Photo-based referring expression data
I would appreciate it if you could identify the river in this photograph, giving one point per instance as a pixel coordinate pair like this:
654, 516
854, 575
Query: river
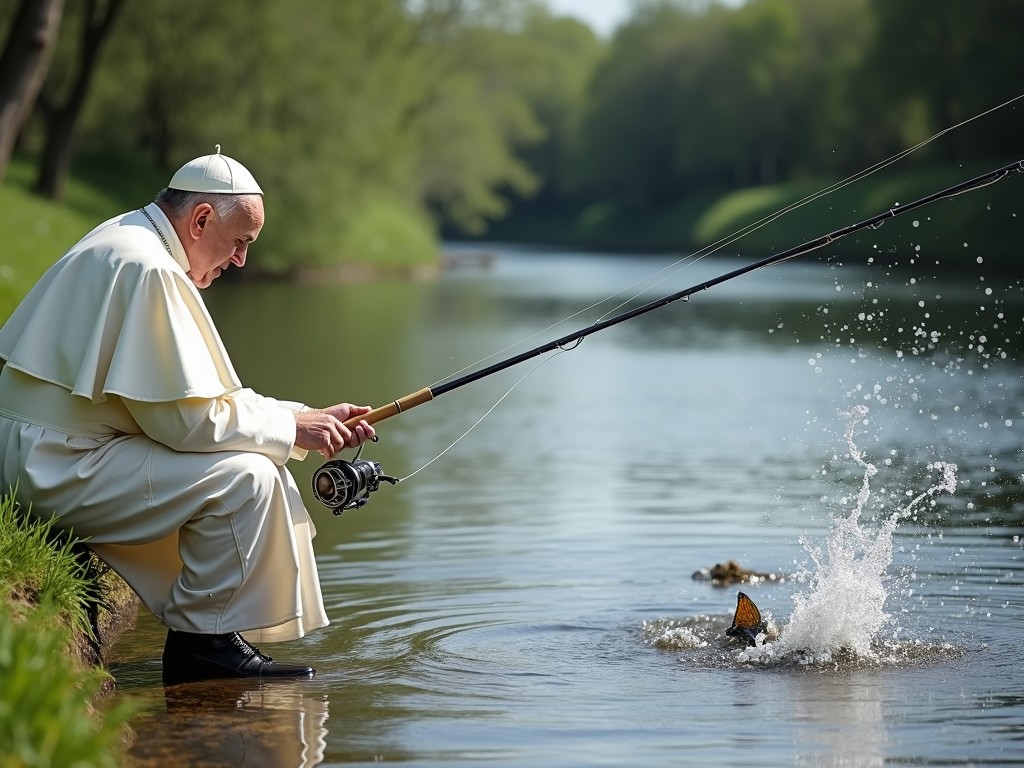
527, 598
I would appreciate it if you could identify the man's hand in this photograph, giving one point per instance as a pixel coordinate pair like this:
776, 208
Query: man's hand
324, 429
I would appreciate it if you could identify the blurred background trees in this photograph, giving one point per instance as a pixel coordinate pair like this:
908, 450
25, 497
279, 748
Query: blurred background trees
375, 125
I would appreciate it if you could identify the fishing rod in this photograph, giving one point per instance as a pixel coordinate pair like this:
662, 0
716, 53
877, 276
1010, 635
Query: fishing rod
341, 484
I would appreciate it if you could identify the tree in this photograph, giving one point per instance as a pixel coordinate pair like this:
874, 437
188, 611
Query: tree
24, 65
61, 120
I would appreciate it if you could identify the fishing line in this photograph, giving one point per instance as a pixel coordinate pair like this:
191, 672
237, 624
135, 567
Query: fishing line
487, 413
689, 260
341, 484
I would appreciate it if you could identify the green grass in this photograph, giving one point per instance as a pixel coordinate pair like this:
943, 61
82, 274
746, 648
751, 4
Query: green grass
47, 713
37, 567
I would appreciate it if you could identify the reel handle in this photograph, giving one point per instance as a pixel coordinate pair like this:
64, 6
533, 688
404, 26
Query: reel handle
393, 409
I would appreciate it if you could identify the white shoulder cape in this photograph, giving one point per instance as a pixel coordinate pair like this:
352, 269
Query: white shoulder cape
118, 314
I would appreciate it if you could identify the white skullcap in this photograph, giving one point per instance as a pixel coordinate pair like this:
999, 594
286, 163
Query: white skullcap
216, 174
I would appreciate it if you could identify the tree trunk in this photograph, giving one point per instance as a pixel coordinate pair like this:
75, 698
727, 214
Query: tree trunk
61, 121
24, 65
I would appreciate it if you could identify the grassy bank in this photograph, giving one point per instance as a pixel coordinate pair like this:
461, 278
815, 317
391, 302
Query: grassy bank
990, 220
52, 711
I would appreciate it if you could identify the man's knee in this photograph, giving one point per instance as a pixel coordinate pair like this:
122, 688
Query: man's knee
253, 477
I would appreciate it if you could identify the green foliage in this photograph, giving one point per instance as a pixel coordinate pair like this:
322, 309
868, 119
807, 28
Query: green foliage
46, 717
389, 236
36, 568
466, 112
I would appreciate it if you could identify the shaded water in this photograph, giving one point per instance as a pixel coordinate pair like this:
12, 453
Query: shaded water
527, 599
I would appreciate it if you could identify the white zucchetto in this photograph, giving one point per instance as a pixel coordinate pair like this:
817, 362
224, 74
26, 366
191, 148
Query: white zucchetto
216, 174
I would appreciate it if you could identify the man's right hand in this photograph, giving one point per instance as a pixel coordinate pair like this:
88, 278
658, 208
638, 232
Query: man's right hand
324, 429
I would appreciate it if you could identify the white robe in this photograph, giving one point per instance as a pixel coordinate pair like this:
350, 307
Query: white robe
121, 413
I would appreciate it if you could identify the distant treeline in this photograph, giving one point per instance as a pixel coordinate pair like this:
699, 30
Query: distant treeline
376, 124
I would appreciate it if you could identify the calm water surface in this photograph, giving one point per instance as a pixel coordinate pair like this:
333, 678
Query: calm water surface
527, 598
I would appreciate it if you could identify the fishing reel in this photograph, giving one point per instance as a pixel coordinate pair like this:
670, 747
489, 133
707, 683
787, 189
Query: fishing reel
341, 484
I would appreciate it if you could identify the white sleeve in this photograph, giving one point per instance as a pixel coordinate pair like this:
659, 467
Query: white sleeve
240, 421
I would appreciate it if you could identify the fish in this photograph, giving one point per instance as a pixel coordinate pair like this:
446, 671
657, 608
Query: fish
747, 622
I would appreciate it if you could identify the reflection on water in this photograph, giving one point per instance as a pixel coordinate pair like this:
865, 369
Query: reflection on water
510, 603
233, 723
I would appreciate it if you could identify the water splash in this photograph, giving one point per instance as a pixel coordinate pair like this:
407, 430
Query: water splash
842, 610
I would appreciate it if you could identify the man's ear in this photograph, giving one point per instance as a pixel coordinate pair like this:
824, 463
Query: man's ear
199, 219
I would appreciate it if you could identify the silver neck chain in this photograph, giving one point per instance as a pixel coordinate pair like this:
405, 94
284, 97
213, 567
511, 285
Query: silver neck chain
159, 232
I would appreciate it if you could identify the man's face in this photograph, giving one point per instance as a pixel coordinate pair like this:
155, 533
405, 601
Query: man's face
217, 243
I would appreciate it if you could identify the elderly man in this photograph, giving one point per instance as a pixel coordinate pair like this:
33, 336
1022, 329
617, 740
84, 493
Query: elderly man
121, 414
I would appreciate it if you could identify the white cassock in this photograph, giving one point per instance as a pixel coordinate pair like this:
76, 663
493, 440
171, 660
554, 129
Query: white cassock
121, 413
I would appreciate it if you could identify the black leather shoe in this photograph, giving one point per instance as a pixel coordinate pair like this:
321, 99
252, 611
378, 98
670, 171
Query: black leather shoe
189, 656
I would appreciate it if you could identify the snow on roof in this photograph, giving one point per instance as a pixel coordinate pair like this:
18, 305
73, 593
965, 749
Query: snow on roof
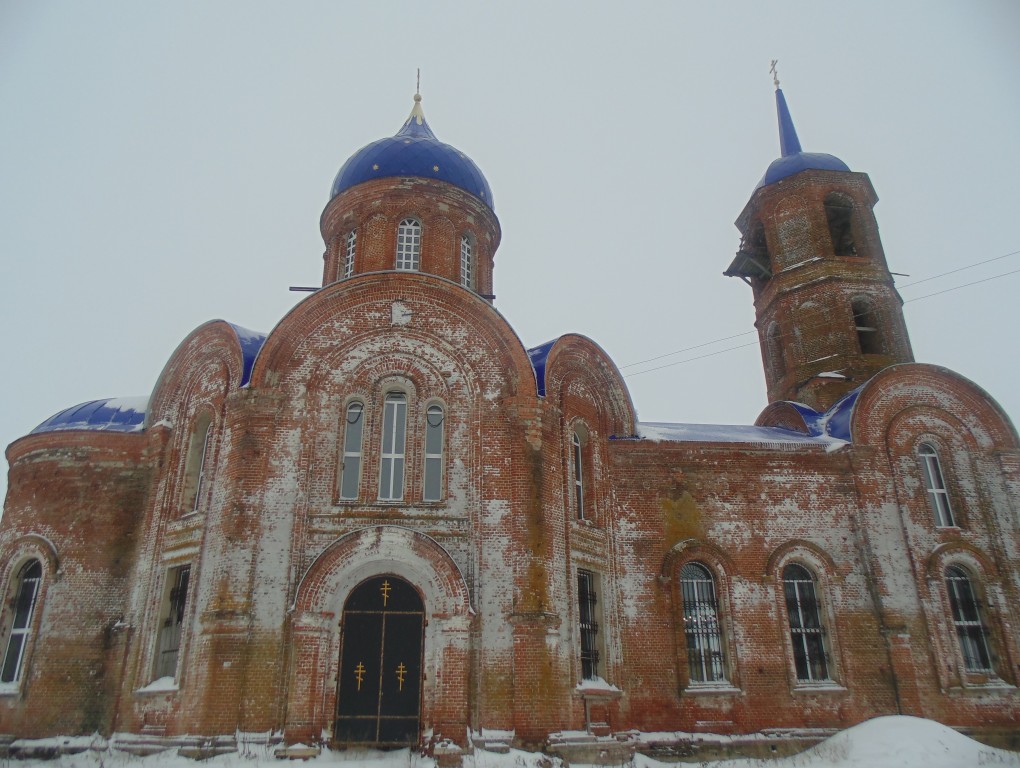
112, 414
659, 432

**What to work on**
Set down the data again, exactly, without images.

**Written answer**
I would appreciate it if you could identify the river in this photograph, giving one point per instance as a pixel coordinate pair like this:
654, 516
854, 575
Query: river
527, 598
I would appreciate it if you could identify the man's hand in this photograph, giving one point per instance as a pixel coordinate pair like this:
776, 208
Query: man's hand
324, 429
I would appreciate it if you could identify the blurred background trees in this photograph, giving one point per instance as a pixel coordinate pair like this:
908, 450
25, 497
279, 748
Query: blurred background trees
375, 125
I would appreciate it if you could identify the fishing rod in this photograph, giving one point per instance as a pixel coordinate pair like this:
662, 0
716, 53
877, 276
1010, 635
Query: fishing rod
341, 484
I would appreciate it if you could identify the tree in this photograph, giving one point per instance as a pixel coordinate pair like this:
874, 437
188, 611
Query: tree
24, 65
61, 120
I would appreciate it if you could identify the fishing line in this photograph, giving one point per instance as a pixel coordinate pair like this:
191, 672
237, 624
135, 567
Query: fishing line
487, 413
689, 260
341, 484
I would appreciate it if you could identify the green grass in this photograph, giving one point per instance as a pixel coordinate pair like this:
943, 61
82, 274
746, 648
751, 4
Query: green grass
47, 713
37, 567
I would appreciate it if you could identify the reel handle in this photograph, giving one point per instance as a pixel coordinate pair like this:
64, 6
533, 688
404, 26
Query: reel handle
393, 409
I would appreciate it if you could identify the white shoulder cape in this photograph, giving one point per instance as a pixel coordinate pair like this:
352, 269
Query: white shoulder cape
118, 314
I would appreciate it if you could identify the white skullcap in this photograph, giving one point per instance as a pixel coordinate pair like this:
999, 594
286, 163
Query: white skullcap
216, 174
I would appreciate it if you could identify the tree trunk in this photograph, giving one point per instance as a pixel coordinate pair like this:
75, 698
727, 214
Query: tree trunk
61, 121
24, 65
I would appreciate it if you could identify the grassy bank in this photograph, giving one point per instance as a pixel coordinate pair like this:
461, 278
815, 317
391, 302
Query: grassy bank
990, 220
52, 711
I would appreciate it if you could identify the man's knee in this photograph, giving one point per instance as a pixel coordinate pair like this:
122, 688
Query: man's knee
253, 477
I would appreciate it if you could identify the green foliage in this photograph, giving one point per instance as a pixel coordinate pair like this:
322, 309
868, 119
807, 28
Query: green foliage
46, 717
389, 236
36, 568
466, 112
I would appreciate it if you could identify the shaded water in this photograph, giving one point per instance as a pixel coordinate pair like this:
12, 453
Query: shaded water
527, 599
I would appreciate it if you could identify the white zucchetto in this photograph, giving one point per instance as a pixel coordinate pair like this:
817, 362
224, 74
26, 366
191, 148
Query: white zucchetto
216, 174
I would appreciate it if you could identify the man's right hand in this photograph, giving one point per instance as a pixel coordinate pair like this:
88, 278
658, 208
638, 232
Query: man's right hand
324, 429
I would appreciate it if you could identify the white robe in this photograph, giving one point per instance as a pixel coordinate pair like this:
350, 307
Query: white robe
121, 413
I would appreciate it if you could identify the distant treeline in this photograph, giving one point per instance as a pixel coordinate pair like this:
699, 30
Query: distant treeline
376, 124
I would appreciate it if you could identify the calm water surface in this photograph, giving one point per instance as a pixel coordinate pair like this:
333, 678
Query: calm water surface
527, 598
I would appreciate it if you could identify the fishing reel in this photograph, giving one point per instance as a pixel coordinate pair like this:
670, 747
489, 133
707, 683
787, 189
Query: fishing reel
341, 484
I would appreciate it if you could identify the white sleeve in this photograph, giving one point per instance as a pixel coordinate pair like this:
659, 467
Query: white sleeve
240, 421
I would appreciate it if you could identify the fish in this photograph, giving one point per instance as a pixel coordinate pair like this:
446, 671
657, 608
Query: fish
747, 622
I would appreciate it if you could identify the reflection on water in this photograph, giving one point per instance as a pixel coordinate pair like this:
865, 369
Query: reflection on water
510, 603
233, 723
I would appreciate it if you could identify the water splash in this photograph, giving one point per instance as a pixel coordinate pair like this:
407, 430
Query: water splash
842, 610
I would appreciate it if you could identify the man's ear in this photograph, giving one point per instance as a pixel coordinate pair like this:
824, 463
Query: man's ear
199, 219
I would appreciate it if you could identify the silver neck chain in this photograph, giving one point per instance as a pixel coordinate pair like this:
405, 94
284, 97
213, 567
511, 285
Query: silver neck chain
159, 232
I would appreciate it if you could identify the man's face in this photograph, giving one point per instance as a pixel coordinate pair like this:
155, 533
405, 601
Query: man's face
217, 243
I would appreciate it if you could identify the elderly man in this photograph, giving one point per instance as a pixel coordinate pair like this:
33, 336
1022, 329
617, 740
84, 493
Query: elderly man
121, 414
I would appreciate it if you could identify the white cassock in this photograph, giving one point per instance as a pixel coordinate pair like this:
76, 663
493, 440
171, 660
554, 129
Query: white cassock
121, 413
I would appreciate it if you could identify the black leather shoe in this photograph, giving one point per instance as a pixel coordinate pair like this:
321, 99
252, 611
378, 98
670, 171
Query: black leather shoe
189, 656
I would appreciate it if you could identify the snow on roof in this photograph, giving one point per instance as a pixel coordinate pair like this:
18, 305
73, 593
965, 749
Query: snow on roof
112, 414
659, 432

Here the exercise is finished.